• _INSTRUCTIONS FOR THE TASK_
Write out, word for word, the stretch of the text on lowering the block_len option from "How to do that" through "file of results.".

If you find it isn't working, I suggest you insure it is the memory issue by lowering the block_len
(a.k.a length of the sequence block to examine
) option to something tiny. The data it produces won't be useful but it should tell you if that is why your script is working or not.
How to do that depends if you are using it in an Jupyter notebook cell or at what is equivalent to the command line. This section will demonstrate the two approaches.
First on the command line, you can set the block_len
like so:
%run roughly_score_relationships_to_subject_seq_pairwise_premsa.py seq_files.fa --block_len 200
Sequences read in... Longest sequence in input detected as 85793. ...calculating scores of pairwise alignments... Anticipated memory issues with long sequence and so only block of 200 bps from the start compared. ... Super long sequence detected: Comparing a 2nd block back from the sequence 'end' as well and combining scores. ...summarizing scores... Results converted to a dataframe... A table of the data has been saved as a text file (tab-delimited). DATA is stored as ==> 'ranked_seqs_df.tsv'
That should run instantly and generate a file of results.
Here is how to set the block_len
when working inside the notebook.
from roughly_score_relationships_to_subject_seq_pairwise_premsa import roughly_score_relationships_to_subject_seq_pairwise_premsa
df = roughly_score_relationships_to_subject_seq_pairwise_premsa("seq_files.fa", block_len=200)
df
Sequences read in... Longest sequence in input detected as 85793. ...calculating scores of pairwise alignments... Anticipated memory issues with long sequence and so only block of 200 bps from the start compared. ... Super long sequence detected: Comparing a 2nd block back from the sequence 'end' as well and combining scores. ...summarizing scores... Results converted to a dataframe... A table of the data has been saved as a text file (tab-delimited). DATA is stored as ==> 'ranked_seqs_df.tsv' Returning a dataframe with the information as well.
id | score_vs_S288C | |
---|---|---|
4 | YPS128 | 360.5 |
5 | UWOPS034614 | 356.0 |
3 | Y12 | 351.5 |
0 | DBVPG6044 | 334.5 |
2 | SK1 | 334.5 |
8 | YPS138 | 324.0 |
9 | UFRJ50816 | 324.0 |
10 | UWOPS919171 | 316.0 |
1 | DBVPG6765 | 315.0 |
6 | CBS432 | 313.0 |
7 | N44 | 310.0 |
Remember, the data this produces won't be informative. It is just to make sure something more fundamental isn't causing you a problem. If you get it working with a tiny value then you can attempt to use more reasonable sizes.

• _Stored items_
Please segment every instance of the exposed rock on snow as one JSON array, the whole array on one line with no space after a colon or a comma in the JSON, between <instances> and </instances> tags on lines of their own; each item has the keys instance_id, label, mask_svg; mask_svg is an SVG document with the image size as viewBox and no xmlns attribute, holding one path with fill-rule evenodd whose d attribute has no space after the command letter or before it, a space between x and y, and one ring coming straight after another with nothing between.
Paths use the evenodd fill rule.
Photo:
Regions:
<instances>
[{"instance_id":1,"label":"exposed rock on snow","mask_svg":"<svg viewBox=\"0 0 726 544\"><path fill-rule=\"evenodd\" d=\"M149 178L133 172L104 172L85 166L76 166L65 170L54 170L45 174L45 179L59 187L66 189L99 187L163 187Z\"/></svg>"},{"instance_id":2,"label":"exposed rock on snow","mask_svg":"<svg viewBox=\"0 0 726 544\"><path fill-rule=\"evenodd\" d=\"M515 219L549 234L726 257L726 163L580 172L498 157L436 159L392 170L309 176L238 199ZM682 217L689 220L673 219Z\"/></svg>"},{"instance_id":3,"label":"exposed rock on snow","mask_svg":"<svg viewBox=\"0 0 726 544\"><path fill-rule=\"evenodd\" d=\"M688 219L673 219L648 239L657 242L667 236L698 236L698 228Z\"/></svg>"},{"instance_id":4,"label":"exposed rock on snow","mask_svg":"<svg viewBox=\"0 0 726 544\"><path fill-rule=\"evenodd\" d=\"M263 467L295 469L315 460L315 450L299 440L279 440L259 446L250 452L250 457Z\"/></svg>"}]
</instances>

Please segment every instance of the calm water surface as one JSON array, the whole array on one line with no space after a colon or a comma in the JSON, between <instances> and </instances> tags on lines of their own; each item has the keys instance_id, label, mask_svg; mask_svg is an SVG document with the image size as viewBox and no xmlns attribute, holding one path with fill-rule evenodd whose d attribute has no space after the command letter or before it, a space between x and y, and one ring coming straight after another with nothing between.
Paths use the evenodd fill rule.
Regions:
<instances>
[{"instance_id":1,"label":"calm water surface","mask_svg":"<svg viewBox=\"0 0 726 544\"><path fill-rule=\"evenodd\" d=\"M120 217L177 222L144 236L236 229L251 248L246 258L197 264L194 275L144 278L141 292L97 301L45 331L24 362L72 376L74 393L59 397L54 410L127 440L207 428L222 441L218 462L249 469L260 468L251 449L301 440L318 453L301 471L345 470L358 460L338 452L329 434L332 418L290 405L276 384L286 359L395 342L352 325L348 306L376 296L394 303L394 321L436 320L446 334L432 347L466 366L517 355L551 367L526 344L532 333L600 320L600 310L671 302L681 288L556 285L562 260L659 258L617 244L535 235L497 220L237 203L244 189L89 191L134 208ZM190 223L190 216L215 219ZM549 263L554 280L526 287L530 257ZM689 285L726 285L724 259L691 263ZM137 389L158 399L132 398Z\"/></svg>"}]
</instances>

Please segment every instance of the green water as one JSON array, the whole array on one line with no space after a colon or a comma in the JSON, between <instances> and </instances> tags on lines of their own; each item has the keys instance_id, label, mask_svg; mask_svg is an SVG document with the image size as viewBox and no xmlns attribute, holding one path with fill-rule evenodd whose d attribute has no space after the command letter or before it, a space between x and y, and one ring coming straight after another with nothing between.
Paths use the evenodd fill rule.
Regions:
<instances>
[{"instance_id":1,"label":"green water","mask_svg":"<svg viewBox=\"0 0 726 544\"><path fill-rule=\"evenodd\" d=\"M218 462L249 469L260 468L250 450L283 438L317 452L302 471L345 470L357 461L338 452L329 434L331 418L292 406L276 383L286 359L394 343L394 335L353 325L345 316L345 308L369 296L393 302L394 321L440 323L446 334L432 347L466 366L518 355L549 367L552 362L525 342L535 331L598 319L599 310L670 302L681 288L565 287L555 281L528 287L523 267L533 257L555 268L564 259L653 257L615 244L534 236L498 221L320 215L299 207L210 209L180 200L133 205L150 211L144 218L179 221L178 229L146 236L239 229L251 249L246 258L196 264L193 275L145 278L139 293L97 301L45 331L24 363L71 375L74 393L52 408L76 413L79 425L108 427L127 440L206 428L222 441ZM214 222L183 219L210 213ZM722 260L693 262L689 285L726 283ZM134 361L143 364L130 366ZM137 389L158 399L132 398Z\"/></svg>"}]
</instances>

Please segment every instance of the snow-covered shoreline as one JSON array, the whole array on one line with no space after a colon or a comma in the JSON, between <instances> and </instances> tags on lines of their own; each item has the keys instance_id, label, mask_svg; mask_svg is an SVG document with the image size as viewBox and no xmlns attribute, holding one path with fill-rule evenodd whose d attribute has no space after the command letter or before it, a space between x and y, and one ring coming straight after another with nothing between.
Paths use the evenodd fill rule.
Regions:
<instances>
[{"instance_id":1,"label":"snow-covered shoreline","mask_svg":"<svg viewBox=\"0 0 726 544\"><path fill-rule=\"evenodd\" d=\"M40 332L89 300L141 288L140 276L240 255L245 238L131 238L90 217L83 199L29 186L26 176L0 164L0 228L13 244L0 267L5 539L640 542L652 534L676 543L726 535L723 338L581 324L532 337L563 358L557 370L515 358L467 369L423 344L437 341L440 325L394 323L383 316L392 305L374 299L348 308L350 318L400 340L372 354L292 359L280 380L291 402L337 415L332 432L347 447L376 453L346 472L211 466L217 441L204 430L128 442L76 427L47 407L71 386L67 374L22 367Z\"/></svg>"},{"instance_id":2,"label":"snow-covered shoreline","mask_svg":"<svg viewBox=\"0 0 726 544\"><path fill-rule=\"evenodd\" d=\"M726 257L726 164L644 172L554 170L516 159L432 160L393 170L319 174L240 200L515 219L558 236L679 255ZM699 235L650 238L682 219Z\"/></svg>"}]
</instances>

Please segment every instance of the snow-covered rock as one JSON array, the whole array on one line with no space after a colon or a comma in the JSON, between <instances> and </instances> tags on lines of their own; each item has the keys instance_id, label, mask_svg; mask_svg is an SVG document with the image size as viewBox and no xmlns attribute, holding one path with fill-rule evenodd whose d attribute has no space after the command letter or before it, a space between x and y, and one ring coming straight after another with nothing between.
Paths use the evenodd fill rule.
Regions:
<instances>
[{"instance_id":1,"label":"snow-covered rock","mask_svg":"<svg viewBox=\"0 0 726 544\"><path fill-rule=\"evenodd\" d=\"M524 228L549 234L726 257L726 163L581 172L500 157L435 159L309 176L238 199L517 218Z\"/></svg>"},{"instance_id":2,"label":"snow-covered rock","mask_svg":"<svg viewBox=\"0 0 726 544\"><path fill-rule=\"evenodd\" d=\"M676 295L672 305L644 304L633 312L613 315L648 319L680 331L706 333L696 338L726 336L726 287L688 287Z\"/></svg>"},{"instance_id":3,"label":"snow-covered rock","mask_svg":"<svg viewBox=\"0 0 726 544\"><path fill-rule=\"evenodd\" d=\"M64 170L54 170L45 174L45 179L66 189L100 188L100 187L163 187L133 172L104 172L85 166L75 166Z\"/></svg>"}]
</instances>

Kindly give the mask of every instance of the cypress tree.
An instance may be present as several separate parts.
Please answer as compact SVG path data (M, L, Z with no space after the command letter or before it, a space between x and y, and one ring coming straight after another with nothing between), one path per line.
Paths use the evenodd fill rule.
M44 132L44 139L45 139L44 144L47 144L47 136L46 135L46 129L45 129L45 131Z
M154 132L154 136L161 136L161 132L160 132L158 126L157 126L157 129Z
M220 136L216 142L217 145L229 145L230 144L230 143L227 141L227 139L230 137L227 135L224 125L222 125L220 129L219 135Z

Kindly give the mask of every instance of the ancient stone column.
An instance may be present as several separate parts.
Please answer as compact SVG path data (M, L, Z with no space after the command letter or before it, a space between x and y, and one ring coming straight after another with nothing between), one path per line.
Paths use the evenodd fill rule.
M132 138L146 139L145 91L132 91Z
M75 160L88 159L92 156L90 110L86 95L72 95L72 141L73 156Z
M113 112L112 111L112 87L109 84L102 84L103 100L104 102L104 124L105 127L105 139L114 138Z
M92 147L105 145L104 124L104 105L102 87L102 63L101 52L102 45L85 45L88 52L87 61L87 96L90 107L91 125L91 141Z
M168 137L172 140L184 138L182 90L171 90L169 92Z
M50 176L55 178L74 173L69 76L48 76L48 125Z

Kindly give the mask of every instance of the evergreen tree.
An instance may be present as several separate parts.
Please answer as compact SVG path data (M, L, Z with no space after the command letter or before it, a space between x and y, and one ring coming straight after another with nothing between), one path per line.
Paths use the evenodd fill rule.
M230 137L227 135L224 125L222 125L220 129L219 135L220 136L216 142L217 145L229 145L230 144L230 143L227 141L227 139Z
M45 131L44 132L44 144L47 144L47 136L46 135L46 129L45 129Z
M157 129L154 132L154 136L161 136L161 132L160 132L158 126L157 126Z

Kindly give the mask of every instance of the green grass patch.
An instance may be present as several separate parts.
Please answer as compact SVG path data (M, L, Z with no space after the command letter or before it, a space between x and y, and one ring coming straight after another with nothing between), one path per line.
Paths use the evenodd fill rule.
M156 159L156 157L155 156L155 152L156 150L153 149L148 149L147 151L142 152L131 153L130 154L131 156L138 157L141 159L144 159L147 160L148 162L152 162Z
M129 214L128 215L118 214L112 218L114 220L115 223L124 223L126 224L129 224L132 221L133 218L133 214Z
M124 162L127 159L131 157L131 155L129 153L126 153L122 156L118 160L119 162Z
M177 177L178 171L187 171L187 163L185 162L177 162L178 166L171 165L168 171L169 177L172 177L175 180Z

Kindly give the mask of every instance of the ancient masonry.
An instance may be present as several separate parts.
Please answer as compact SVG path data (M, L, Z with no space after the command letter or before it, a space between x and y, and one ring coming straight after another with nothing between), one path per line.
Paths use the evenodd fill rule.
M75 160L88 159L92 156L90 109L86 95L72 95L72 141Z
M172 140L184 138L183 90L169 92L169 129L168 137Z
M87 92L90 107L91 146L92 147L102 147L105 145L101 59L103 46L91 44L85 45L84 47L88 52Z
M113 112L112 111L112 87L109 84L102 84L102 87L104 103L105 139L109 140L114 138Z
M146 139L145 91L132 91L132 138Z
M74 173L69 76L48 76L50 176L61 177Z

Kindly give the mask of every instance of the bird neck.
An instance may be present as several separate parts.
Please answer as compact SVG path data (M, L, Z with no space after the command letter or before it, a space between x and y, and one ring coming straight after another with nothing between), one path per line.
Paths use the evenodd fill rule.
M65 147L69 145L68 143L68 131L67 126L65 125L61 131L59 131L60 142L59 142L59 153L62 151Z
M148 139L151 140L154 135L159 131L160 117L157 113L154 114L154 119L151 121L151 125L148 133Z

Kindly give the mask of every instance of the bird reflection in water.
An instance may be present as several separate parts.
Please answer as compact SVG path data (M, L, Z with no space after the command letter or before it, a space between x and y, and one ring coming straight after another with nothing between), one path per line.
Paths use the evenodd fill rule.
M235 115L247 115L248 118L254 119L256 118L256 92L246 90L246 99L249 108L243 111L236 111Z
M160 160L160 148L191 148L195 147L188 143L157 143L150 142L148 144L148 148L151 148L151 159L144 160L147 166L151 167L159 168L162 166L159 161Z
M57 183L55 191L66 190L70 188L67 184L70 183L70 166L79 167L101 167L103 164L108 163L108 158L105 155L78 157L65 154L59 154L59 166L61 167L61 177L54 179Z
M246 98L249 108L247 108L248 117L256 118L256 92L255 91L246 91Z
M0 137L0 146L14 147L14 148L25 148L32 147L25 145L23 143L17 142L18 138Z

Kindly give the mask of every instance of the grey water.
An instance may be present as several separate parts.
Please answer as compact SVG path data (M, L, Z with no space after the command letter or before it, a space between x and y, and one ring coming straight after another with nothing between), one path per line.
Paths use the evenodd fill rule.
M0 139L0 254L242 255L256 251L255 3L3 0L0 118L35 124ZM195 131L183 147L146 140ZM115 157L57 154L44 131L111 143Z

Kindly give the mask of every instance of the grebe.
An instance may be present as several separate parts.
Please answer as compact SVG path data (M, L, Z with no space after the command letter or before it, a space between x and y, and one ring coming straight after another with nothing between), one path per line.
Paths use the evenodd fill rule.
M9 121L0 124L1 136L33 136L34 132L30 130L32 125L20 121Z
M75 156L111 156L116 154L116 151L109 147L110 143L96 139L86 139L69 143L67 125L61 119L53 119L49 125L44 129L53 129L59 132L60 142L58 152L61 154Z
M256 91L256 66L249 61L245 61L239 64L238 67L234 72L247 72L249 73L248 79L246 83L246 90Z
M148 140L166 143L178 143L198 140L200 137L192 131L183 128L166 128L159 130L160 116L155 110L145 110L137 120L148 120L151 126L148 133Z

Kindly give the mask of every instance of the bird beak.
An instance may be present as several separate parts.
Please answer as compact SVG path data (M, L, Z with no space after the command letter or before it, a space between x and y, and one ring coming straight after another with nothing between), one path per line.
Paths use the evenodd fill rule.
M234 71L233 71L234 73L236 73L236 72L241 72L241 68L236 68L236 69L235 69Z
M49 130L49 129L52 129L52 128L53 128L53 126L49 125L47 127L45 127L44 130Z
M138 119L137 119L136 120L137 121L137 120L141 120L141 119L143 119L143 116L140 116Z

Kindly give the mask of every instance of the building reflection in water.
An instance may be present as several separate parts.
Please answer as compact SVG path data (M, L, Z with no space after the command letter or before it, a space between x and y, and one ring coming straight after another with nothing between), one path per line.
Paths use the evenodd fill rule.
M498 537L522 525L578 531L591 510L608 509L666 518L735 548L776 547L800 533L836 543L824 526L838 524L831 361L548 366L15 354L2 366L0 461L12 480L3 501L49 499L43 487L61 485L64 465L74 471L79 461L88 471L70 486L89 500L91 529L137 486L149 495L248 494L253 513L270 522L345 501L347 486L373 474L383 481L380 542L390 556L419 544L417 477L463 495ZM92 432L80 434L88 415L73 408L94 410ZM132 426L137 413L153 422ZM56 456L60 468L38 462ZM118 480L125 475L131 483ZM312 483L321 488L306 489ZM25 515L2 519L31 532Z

• _YOUR SOLUTION_
How to do that depends if you are using it in an Jupyter notebook cell or at what is equivalent to the command line. This section will demonstrate the two approaches.
First on the command line, you can set the block_len
like so:
%run roughly_score_relationships_to_subject_seq_pairwise_premsa.py seq_files.fa --block_len 200
Sequences read in... Longest sequence in input detected as 85793. ...calculating scores of pairwise alignments... Anticipated memory issues with long sequence and so only block of 200 bps from the start compared. ... Super long sequence detected: Comparing a 2nd block back from the sequence 'end' as well and combining scores. ...summarizing scores... Results converted to a dataframe... A table of the data has been saved as a text file (tab-delimited). DATA is stored as ==> 'ranked_seqs_df.tsv'
That should run instantly and generate a file of results.